= TEXT PROVIDED =
Not only did our missionaries submit many reports and requests on behalf of suffering Armenians, during 1914 and years after, but our General Assemblies in 1918, 1919, and 1920, adopted formal resolutions vehemently protesting against the massacres and calling on our government to act on their behalf. In 1920, the General Assembly endorsed the Near East Relief for its great service to stricken Armenia. Through formal and informal channels our churches provided vast resources for the alleviation of the suffering of the Armenians. On June 20, 2014, our General Assembly, meeting in Detroit, formally adopted an overture inviting member churches to observe its 100th Anniversary on April 26, 2015, and calling on the US Congress to give it official recognition as the Armenian Genocide.

What about other genocides?

Not only Armenians but other minority Christian communities suffered tremendous atrocities during 1914-1918 under the direction of the Ottoman government. Christians of Assyrian, Greek, Chaldean, and Aramean descent, totaling some 600,000, perished. Relatively soon after the genocide of the Armenians, came the Jewish Holocaust in Europe perpetrated by Nazi Germany. Partly due to their military alliance with the Ottomans in WWI, some German authorities were seen to tolerate the atrocities of 1914-1918. Eyewitness accounts show complicity in some cases, with German soldiers mingling with Turkish soldiers on death marches. (Political alliances also silenced criticism of the massacres of at least 200,000 Armenians between 1894-96, following the 1878 Russo-Turkish war and the association of Armenians with the Russian side.)

= RECORDS =
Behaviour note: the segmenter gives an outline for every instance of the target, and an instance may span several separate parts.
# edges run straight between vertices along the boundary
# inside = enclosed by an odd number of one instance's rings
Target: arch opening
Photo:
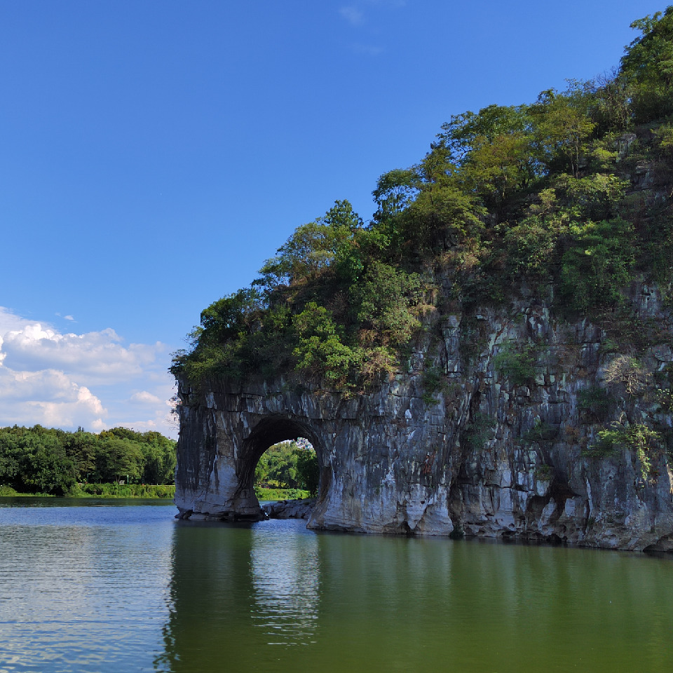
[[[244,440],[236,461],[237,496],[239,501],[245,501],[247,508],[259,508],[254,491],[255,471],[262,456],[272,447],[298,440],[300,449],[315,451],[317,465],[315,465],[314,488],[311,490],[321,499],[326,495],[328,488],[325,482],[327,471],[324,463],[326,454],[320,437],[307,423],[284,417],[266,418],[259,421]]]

= DIRECTIONS =
1) Decide whether each statement agrees with the text on the Armenian massacres. Answer yes or no for each, and quote the words of the text that decide it.
(a) The General Assembly endorsed the Near East Relief in 1920.
(b) The overture adopted at the Detroit meeting was adopted in 2015.
(c) The Christians of Assyrian, Greek, Chaldean, and Aramean descent who perished numbered about 200,000.
2) Reproduce the passage of the text on the Armenian massacres, starting at "Not only did" and ending at "the Armenian Genocide.".

= RESPONSE LIST =
1)
(a) Yes: "In 1920, the General Assembly endorsed the Near East Relief for its great service to stricken Armenia."
(b) No: "On June 20, 2014, our General Assembly, meeting in Detroit, formally adopted an overture"
(c) No: "totaling some 600,000, perished."

2)
Not only did our missionaries submit many reports and requests on behalf of suffering Armenians, during 1914 and years after, but our General Assemblies in 1918, 1919, and 1920, adopted formal resolutions vehemently protesting against the massacres and calling on our government to act on their behalf. In 1920, the General Assembly endorsed the Near East Relief for its great service to stricken Armenia. Through formal and informal channels our churches provided vast resources for the alleviation of the suffering of the Armenians. On June 20, 2014, our General Assembly, meeting in Detroit, formally adopted an overture inviting member churches to observe its 100th Anniversary on April 26, 2015, and calling on the US Congress to give it official recognition as the Armenian Genocide.